## WHAT THE TASK ASKS
Gather every line of the rows below that contains the word "Return", with case counting.

## INFORMATION PROVIDED
■ ■ ■ ■ ■
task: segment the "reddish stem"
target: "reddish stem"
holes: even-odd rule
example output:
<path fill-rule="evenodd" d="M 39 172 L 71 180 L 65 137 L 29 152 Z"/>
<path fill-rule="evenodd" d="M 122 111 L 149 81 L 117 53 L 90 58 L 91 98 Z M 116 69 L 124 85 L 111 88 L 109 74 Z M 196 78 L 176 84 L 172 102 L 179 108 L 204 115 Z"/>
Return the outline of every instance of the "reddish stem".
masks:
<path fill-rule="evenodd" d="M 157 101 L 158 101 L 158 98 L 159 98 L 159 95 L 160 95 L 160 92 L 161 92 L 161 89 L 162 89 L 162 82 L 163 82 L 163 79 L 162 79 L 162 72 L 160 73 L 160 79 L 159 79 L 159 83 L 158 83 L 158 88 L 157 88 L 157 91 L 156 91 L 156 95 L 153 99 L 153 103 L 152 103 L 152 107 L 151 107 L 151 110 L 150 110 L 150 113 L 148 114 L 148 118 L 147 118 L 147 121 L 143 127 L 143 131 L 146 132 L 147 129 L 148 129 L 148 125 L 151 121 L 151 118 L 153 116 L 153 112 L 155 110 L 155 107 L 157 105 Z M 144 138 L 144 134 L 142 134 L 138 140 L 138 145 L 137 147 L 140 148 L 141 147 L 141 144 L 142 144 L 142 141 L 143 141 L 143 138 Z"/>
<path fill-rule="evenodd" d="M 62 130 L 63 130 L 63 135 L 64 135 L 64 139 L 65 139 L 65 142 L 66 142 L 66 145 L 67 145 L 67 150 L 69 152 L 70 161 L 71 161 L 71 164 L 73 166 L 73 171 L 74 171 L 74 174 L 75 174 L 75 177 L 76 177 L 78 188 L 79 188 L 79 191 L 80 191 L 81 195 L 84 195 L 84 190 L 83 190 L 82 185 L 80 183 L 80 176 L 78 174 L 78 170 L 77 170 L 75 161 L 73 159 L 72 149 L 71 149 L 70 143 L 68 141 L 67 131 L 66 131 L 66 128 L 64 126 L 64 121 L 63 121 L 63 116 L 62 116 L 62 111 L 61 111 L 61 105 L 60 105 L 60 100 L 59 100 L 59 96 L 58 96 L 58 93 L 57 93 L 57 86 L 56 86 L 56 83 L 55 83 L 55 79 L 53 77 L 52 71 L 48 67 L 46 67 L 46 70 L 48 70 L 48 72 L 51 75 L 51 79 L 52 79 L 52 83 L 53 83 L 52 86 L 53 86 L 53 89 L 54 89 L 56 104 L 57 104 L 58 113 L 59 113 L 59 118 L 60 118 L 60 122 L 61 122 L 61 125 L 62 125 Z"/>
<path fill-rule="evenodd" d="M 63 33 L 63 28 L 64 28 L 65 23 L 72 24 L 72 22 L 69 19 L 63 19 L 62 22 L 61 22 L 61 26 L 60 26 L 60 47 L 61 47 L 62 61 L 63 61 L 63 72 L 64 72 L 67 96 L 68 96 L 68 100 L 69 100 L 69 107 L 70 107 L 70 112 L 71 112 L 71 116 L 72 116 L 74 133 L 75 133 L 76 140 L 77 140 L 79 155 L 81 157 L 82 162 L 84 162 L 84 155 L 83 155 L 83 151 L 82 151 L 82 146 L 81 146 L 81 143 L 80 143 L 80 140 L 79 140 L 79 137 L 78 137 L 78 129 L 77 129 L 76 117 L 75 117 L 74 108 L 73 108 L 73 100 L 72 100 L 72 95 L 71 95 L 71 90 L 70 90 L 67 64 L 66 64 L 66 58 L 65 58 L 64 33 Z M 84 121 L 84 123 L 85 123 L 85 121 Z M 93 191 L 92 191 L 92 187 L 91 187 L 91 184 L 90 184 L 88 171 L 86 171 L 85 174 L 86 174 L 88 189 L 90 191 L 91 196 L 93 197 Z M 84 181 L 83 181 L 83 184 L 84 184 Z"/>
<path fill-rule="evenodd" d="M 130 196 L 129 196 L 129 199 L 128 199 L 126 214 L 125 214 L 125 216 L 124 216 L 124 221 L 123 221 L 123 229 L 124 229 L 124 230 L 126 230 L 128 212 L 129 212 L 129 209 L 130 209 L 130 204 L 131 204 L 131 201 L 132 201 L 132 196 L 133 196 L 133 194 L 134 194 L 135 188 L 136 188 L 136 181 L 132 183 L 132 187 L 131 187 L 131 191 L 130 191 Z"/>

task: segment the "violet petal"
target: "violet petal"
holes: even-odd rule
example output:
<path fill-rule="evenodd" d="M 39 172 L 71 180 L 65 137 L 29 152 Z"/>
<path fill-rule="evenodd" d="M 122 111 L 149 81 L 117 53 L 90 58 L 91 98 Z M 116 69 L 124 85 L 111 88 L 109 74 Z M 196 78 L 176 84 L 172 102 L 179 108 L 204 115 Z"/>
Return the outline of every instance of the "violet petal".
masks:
■ ■ ■ ■ ■
## RESPONSE BELOW
Return the outline of every instance of the "reddish stem".
Return the outline of every instance of the "violet petal".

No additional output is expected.